▸ 阅读材料
# # # # #

如果遇到自动化部署ubuntu系统失败的问题，一般有两种情况，

第一，超时了，默认情况下，部署系统需要在30分钟内完成，否则就会提示报错；一般超时的原因是因为，部署ubuntu系统时，会自动进行apt update和apt upgrade操作，下载的时间比较长，所以最好是确保网速够快，很大程度上可以避免这个问题。

第二，如下图所示，系统已经部署了，但是一直提示正在重启中，卡住了

解决方案：

可以先用命令juju retry-provisioning --all让部署失败的machines自动重新开始部署ubuntu系统。

如果上面的方法不奏效的话，那就用终极方法，直接强制移除与失败的machines有关的units，例如（假设3个etcd都部署失败了）：

juju remove-unit etcd/0 etcd/1 etcd/2 --force #注意一定要加上参数--force，否则，可能不会自动删除有关的machines

然后重新添加units

juju add-unit etcd -n 3

建议配置registry mirror

国内无法直接访问docker.io，建议配置registry mirror已方便下载容器镜像，可以在一开始就指定，也可以在部署之后再配置

下行命令指的是若是kubelet从docker hub拉取镜像，则将url替换为https://registry.dockermirror.com，如此就能高速下载容器镜像了

juju config containerd custom_registries='[{"host": "docker.io", "url": "https://registry.dockermirror.com"}]'
#上面的registry可能速率比较慢，也可以用下面这个2025年4月4日实测速率非常快，而且几乎所有容器镜像都能拉取
juju config containerd custom_registries='[{"host": "docker.io", "url": "https://docker.1ms.run"}]'

下面这个也行，但是我发现拉取镜像很慢，上面的很快

juju config containerd custom_registries='[{"host": "docker.io", "url": "https://docker.m.daocloud.io"}]'

用juju ssh命令随便远程连接到一个k8s节点中，然后查看config.toml内容，可以看到确实已经更改生效了

可以用juju config containerd查看当前所有的charm containerd的配置，还有配置的释义

验证已部署的charmed-kubernetes

安装kubectl

sudo snap install kubectl --classic

获取k8s集群的配置文件

mkdir .kube

juju ssh kubernetes-control-plane/leader -- cat config > ~/.kube/config

实现kubectl命令自动补全

参考资料：在 Linux 系统中安装并设置 kubectl | Kubernetes

apt-get install bash-completion -y
source /usr/share/bash-completion/bash_completion
#下面的命令仅对于当前用户生效
echo 'source <(kubectl completion bash)' >>~/.bashrc

查询k8s集群信息

kubectl cluster-info

查询nodes信息

kubectl get nodes -o wide

查询所有pods

kubectl get pods -A

k8s集群横向扩容

参考资料：Scaling | Ubuntu

可以轻松利用juju对k8s集群进行横向扩容，控制平面与数据平面是分开扩容的，本节介绍如何进行数据平面横向扩容。

# # # # #

▸ 任务 A
能否把记录中从含有“arm, one point per instance.”的那一行起、到含有“[[341, 440]]”的那一行止的部分（首尾两行都算）完整重写一遍，并给答案里的每个坐标值加上101？其余各行照原样保留，说明中举例用的坐标不要改。

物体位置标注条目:

# # # # #

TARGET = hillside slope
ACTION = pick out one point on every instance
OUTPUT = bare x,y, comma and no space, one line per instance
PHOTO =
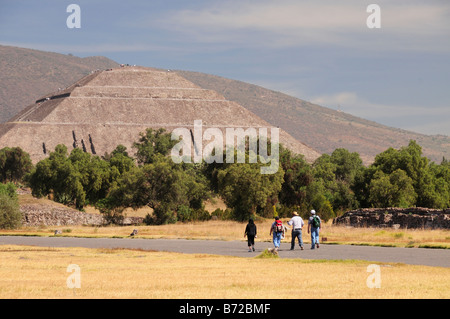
319,127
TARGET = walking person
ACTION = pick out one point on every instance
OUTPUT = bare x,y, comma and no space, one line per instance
250,232
297,224
277,230
314,224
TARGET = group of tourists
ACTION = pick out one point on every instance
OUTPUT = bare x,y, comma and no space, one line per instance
278,230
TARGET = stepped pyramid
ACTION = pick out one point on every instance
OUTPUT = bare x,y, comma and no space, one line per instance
111,107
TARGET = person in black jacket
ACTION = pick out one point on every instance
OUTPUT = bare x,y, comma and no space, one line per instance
250,232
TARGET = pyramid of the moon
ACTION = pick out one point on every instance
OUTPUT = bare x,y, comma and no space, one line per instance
111,107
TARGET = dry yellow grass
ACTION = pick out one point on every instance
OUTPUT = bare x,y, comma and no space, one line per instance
33,272
231,230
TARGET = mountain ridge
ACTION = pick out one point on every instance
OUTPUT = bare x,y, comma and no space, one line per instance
28,75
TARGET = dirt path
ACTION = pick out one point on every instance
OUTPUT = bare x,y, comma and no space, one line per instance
413,256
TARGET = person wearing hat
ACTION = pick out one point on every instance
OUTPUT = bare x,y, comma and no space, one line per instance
314,224
297,224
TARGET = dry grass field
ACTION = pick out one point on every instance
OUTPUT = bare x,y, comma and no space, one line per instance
39,272
33,272
230,230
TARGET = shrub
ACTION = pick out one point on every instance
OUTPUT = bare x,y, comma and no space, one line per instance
10,214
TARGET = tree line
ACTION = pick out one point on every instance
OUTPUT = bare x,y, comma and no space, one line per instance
334,183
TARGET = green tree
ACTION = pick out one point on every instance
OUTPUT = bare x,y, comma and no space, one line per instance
14,164
10,214
337,173
297,177
394,190
245,189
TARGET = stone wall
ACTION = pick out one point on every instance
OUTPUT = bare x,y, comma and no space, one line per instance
41,215
416,217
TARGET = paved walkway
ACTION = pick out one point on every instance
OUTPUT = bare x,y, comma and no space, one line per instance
413,256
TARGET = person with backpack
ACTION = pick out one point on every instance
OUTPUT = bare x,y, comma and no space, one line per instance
277,230
297,224
250,232
314,224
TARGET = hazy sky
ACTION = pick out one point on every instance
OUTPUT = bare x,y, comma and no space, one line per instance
319,50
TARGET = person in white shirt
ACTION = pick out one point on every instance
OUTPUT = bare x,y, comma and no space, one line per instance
297,224
314,224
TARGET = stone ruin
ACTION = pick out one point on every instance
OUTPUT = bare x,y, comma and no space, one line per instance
416,217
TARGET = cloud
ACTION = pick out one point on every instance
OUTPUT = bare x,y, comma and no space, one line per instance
422,119
416,25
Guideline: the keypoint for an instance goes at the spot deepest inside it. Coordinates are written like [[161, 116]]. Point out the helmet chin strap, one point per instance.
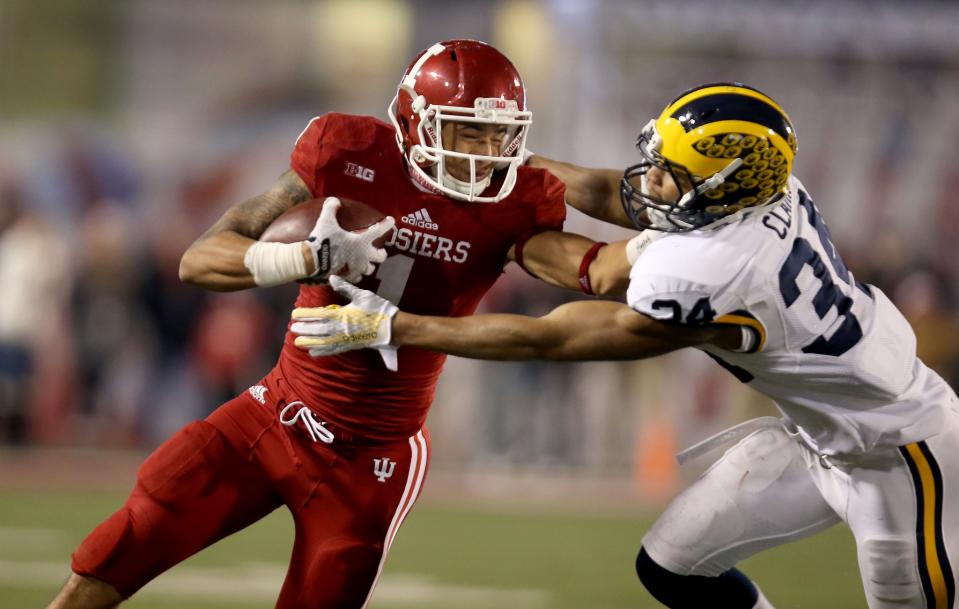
[[464, 187]]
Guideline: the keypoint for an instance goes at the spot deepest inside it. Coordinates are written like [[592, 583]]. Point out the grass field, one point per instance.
[[447, 556]]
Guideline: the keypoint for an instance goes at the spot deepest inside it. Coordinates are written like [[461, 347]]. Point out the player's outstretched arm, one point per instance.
[[569, 261], [215, 261], [579, 331], [595, 192]]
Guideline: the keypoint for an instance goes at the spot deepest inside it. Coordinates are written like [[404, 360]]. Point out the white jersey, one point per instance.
[[835, 355]]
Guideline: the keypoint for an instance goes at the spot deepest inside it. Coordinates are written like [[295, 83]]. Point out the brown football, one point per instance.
[[296, 223]]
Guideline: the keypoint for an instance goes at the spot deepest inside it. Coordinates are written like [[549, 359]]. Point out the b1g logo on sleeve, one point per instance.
[[358, 171]]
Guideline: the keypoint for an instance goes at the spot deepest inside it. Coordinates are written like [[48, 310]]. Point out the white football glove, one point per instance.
[[337, 250], [366, 321]]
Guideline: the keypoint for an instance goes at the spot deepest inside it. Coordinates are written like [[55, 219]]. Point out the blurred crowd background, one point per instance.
[[127, 128]]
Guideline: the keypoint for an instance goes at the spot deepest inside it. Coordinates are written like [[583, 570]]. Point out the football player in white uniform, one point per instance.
[[737, 261]]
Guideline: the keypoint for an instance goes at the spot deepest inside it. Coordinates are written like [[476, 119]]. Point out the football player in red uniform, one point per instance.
[[341, 440]]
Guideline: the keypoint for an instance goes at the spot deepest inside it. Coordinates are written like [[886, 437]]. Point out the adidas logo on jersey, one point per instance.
[[420, 219]]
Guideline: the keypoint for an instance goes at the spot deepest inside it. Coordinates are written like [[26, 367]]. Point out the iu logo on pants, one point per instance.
[[383, 468]]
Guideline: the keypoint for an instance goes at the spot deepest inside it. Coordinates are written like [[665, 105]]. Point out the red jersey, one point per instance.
[[443, 256]]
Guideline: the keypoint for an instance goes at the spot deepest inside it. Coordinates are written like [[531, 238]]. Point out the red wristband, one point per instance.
[[588, 258]]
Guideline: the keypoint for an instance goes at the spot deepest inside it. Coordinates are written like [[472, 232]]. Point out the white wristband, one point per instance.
[[275, 263]]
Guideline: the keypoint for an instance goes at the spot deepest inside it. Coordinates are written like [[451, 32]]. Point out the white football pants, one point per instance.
[[902, 505]]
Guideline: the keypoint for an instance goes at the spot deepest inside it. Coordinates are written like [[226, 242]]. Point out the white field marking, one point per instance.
[[260, 583], [32, 538]]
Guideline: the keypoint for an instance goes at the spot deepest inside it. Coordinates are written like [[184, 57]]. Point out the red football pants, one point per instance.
[[217, 476]]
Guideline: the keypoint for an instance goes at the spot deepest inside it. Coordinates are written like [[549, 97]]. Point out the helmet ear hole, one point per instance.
[[419, 103]]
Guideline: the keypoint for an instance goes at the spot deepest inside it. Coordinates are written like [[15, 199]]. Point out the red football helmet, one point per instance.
[[462, 81]]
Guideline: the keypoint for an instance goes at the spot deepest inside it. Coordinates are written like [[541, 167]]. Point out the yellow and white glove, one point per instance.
[[365, 322]]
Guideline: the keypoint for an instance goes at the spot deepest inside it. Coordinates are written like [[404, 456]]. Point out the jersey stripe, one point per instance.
[[414, 481], [935, 572]]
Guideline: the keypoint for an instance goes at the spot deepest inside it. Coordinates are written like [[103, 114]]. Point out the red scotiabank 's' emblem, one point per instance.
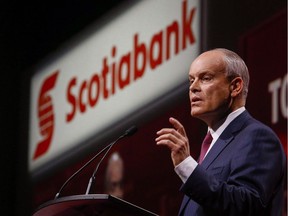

# # # # #

▸ 任务 B
阅读材料里作为 registry mirror 配置的 url 有哪些？请全部列出。

▸ 参考解答 A
Guideline: the keypoint for an instance goes at the spot deepest inside it. Coordinates are written like [[461, 347]]. Point out the player's outstretched arm, one point per instance.
[[670, 362], [316, 362], [680, 432], [696, 293]]
Guideline: the keypoint for an instance goes at the spot deepest inside it. Coordinates are written like [[404, 360]]. Point out the white jersey, one point per instance.
[[936, 456]]
Guideline: the keypoint for an instance goes at the spot deepest inside it. Coordinates are written like [[295, 83]]. Point out the brown football, one point per instance.
[[397, 324]]
Guideline: the keypoint for an instance goes at the spot deepest inside it. Coordinates are written like [[549, 359]]. Point out the b1g logo on sleeve, one point per instance.
[[459, 272]]
Guideline: the keypoint for an instance goes at the spot deepest inside it. Coordinates are written like [[48, 310]]. Point out the white football glove, one point per instance.
[[438, 351], [467, 422]]
Guideline: the keypoint for an instance goes at the spot deepest inside it. Coordinates are written like [[55, 219]]. Point out the blurred crowd background, one point per instance.
[[228, 229]]
Guideline: the keypoint for an instance goes at the spot deepest inside it. Coordinates are written like [[583, 570]]. Point out the football player in white uniform, one point per instance.
[[838, 362]]
Guideline: the keypoint for an instance goes at the spot deepest inside it. Coordinates are written like [[476, 119]]. Point out the football player in red uniform, one point per instance.
[[442, 541]]

▸ 参考解答 B
https://registry.dockermirror.com
https://docker.1ms.run
https://docker.m.daocloud.io